━━ INPUT ━━

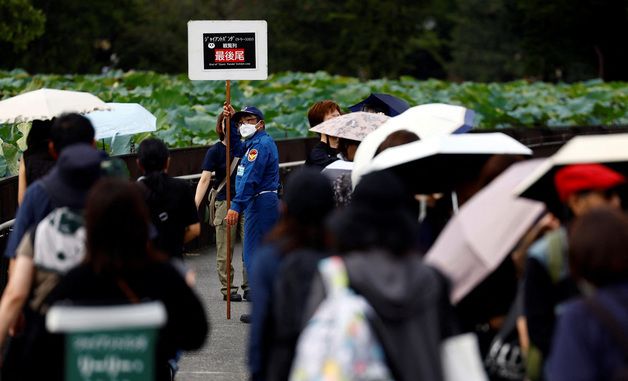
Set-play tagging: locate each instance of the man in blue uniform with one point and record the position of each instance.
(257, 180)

━━━
━━ INPUT ━━

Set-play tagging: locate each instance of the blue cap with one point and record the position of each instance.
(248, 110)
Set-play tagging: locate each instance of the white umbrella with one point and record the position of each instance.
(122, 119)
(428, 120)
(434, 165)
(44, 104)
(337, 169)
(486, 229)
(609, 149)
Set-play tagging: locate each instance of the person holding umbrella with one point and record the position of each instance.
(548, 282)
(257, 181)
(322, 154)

━━━
━━ INPUT ━━

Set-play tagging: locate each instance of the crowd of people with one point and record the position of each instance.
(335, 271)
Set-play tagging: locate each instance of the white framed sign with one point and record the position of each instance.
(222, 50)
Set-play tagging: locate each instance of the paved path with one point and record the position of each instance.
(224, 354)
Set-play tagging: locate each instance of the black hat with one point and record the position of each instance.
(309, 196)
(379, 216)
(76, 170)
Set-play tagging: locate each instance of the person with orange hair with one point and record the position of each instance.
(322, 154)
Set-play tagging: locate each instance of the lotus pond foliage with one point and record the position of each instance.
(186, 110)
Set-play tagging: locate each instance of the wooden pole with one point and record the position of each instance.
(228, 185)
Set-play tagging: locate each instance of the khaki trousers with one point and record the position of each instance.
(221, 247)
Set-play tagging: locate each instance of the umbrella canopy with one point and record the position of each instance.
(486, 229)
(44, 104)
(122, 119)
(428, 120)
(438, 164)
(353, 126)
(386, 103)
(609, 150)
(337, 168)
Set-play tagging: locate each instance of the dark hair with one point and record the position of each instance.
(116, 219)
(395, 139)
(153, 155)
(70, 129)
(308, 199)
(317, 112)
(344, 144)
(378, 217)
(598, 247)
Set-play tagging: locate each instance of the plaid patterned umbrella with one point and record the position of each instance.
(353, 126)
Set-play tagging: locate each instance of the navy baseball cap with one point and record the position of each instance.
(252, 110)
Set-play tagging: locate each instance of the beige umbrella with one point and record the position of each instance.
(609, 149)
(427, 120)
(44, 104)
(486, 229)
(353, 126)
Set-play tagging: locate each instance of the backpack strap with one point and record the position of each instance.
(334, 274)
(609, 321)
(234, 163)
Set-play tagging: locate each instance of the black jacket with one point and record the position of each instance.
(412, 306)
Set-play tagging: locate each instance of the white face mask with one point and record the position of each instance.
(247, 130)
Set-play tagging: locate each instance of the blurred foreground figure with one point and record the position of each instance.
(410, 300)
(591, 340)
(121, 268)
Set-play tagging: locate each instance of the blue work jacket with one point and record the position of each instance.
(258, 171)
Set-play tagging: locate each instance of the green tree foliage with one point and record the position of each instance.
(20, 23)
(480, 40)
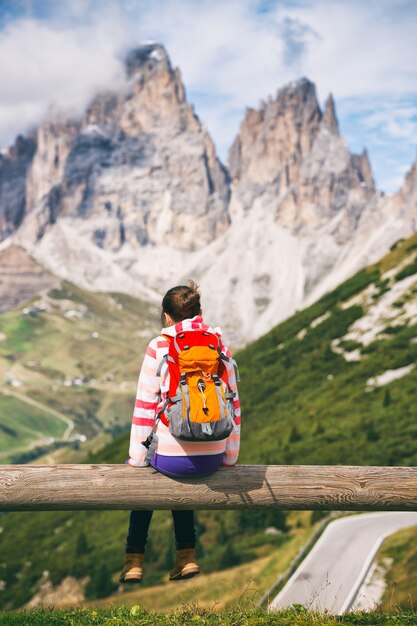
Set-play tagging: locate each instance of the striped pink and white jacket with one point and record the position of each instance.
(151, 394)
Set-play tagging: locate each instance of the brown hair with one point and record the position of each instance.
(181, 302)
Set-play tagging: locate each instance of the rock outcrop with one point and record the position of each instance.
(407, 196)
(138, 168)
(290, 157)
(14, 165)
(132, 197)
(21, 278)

━━━

INSTRUCTIONS TO FOLLOW:
How many lines of the records contain the word "jacket"? Reply with the number alone.

TASK RESULT:
3